Each line of the listing should be reproduced exactly.
++++
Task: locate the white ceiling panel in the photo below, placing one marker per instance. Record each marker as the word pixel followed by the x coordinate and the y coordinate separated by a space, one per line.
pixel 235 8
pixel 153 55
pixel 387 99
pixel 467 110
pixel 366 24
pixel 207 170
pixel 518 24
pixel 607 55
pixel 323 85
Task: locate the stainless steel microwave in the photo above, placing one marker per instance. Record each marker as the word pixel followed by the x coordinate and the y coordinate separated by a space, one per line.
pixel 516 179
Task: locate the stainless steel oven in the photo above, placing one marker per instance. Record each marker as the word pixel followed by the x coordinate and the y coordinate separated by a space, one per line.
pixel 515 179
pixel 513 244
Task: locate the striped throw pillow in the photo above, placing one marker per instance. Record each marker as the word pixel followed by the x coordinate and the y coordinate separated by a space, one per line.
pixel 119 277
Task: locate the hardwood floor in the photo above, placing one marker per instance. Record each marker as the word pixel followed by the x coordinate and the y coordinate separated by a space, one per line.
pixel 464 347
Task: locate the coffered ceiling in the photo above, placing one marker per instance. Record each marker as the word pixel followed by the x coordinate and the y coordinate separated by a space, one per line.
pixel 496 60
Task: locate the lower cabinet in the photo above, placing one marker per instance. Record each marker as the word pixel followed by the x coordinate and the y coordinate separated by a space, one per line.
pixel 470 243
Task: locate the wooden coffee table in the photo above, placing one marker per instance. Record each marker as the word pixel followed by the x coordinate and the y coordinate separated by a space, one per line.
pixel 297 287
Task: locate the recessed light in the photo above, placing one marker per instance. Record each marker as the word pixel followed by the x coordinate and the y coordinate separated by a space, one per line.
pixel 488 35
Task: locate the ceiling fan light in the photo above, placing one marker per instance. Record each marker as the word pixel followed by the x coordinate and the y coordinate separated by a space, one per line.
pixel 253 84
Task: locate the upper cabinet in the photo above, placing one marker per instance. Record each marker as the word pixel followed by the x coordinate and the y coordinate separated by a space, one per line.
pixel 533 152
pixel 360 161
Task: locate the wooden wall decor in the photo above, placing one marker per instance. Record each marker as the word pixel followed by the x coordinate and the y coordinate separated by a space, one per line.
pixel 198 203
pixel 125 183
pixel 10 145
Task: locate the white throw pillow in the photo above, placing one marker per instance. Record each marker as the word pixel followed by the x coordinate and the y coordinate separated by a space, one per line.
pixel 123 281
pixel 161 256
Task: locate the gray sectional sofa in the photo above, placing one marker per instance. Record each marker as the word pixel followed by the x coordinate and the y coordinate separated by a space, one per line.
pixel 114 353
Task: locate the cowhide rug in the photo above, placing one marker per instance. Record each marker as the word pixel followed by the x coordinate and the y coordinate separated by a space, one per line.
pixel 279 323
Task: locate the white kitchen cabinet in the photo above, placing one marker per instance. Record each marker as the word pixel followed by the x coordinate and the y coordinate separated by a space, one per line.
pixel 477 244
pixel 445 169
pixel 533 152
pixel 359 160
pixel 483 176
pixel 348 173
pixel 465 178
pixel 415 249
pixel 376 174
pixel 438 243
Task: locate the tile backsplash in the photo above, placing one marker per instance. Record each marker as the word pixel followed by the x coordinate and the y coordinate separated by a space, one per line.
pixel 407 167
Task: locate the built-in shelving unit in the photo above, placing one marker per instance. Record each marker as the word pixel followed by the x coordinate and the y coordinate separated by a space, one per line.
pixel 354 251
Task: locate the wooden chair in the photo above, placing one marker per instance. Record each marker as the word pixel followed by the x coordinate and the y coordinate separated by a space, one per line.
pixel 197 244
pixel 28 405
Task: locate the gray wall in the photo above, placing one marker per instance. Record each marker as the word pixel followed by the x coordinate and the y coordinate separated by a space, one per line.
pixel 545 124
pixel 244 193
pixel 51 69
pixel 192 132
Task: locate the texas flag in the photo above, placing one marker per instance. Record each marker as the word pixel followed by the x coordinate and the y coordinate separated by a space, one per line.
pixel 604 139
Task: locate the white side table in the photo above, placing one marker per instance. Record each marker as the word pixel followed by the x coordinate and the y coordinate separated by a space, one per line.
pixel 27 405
++++
• _OUTPUT FOR THIS TASK_
Task: locate the white ceiling panel in the photo below, placing one marker per instance. Record each marker as the word pixel followed by the x coordinate and the y coordinate separated by a space, one per line.
pixel 235 8
pixel 153 55
pixel 387 99
pixel 467 110
pixel 366 24
pixel 207 170
pixel 518 24
pixel 607 55
pixel 323 85
Task: locate the stainless steel microwave in the photo above, placing one marker per instance. Record each marker as the word pixel followed by the x coordinate and the y coordinate separated by a space, one per line.
pixel 516 179
Task: locate the stainless steel oven in the photo above, placing one marker per instance. Record each marker as the word pixel followed by the x coordinate and the y coordinate separated by a space, one per line.
pixel 515 179
pixel 513 244
Task: locate the striped throw pillow in the photo above, placing one marker per instance. Record each marker as the word pixel followed by the x coordinate and the y coordinate separated by a space, one per line.
pixel 119 277
Task: locate the hardwood floor in the photo above, placing one marker per instance. Record each marker as the word pixel followed by the x coordinate and the y coordinate separated by a space, one per line.
pixel 464 347
Task: locate the coffered ceiling in the photo above, placing one marker per instance. Record each marker as the word pixel followed by the x coordinate and the y coordinate separated by a space, one per line.
pixel 496 60
Task: locate the lower cabinet in the photo above, placing one marker per instance. Record each marker as the word pixel followed by the x coordinate and the y coordinate separated by a space, one per line.
pixel 470 243
Task: locate the wooden coffee table in the photo above, placing one marker per instance. Record each marker as the word pixel followed by the x coordinate and the y coordinate separated by a space, one per line.
pixel 297 287
Task: locate the recessed light in the photo above, placing one marker per instance. Record each marker as the word pixel followed by the x coordinate and the y coordinate separated by a space, one per line.
pixel 488 35
Task: locate the ceiling fan light in the photo above, placing one marker per instance. Record each marker as the word pixel followed by the x coordinate and the y coordinate separated by a space, one per line.
pixel 253 84
Task: locate the upper cabinet in the photo above, placing one marker per instance. Record each marker as the word pixel followed by the x coordinate and the y coordinate separated by a space, one per line.
pixel 533 152
pixel 360 161
Task: locate the wooden wall decor in the photo above, placing one marker per instance. Record each marker as the word pixel followed by the x coordinate and the y coordinate separated by a space, one per line.
pixel 198 203
pixel 125 183
pixel 10 145
Task: locate the white throw pillow in the photo above, placing one marker per instance. Record each marker as the word pixel followed by the x coordinate and the y coordinate separated by a space, one per line.
pixel 123 281
pixel 161 256
Task: locate the gray sectional sofa in the photo above, placing one marker per instance. Record each marker as the word pixel followed by the x coordinate and the y coordinate separated by a space, one per line.
pixel 114 353
Task: locate the cowhide rug in the photo above, placing one marker per instance. Record each marker as the word pixel followed by the x coordinate and the y coordinate separated by a space, one per line.
pixel 279 323
Task: locate the white kitchen cabinet in the photo above, placing one marker per instance. Record each marker as the word pixel followed by the x coordinate and the y coordinate separated by a space, one per line.
pixel 477 244
pixel 445 169
pixel 533 152
pixel 359 160
pixel 483 176
pixel 348 173
pixel 465 178
pixel 415 249
pixel 376 174
pixel 438 243
Task: locate the tile backsplash in the photo above, placing one marker per instance. Record each marker as the word pixel followed by the x coordinate and the y coordinate separated by a space, one per line.
pixel 407 167
Task: locate the built-in shelving unit in the photo above, placing one marker per instance. Record each marker as the word pixel followed by the x coordinate and the y coordinate separated by a space, one per line.
pixel 354 251
Task: locate the wooden chair in the photo above, placing one marker per instance. Record each marker as the word pixel followed by the x coordinate and the y coordinate separated by a space, one per line.
pixel 197 244
pixel 28 405
Task: locate the gray wall in the photo above, placing one marker per instance. Record each marker as the word pixel followed by the x coordinate and the y coordinate separated by a space, one per line.
pixel 545 124
pixel 244 193
pixel 51 69
pixel 192 132
Task: locate the texas flag in the photo above, placing one marker per instance. Record each marker as the word pixel followed by the x coordinate and the y coordinate separated by a space, one per line.
pixel 604 139
Task: locate the white side table in the photo above, placing one marker per instance. Record each marker as the word pixel followed by the x coordinate and the y coordinate separated by a space, one per line.
pixel 27 405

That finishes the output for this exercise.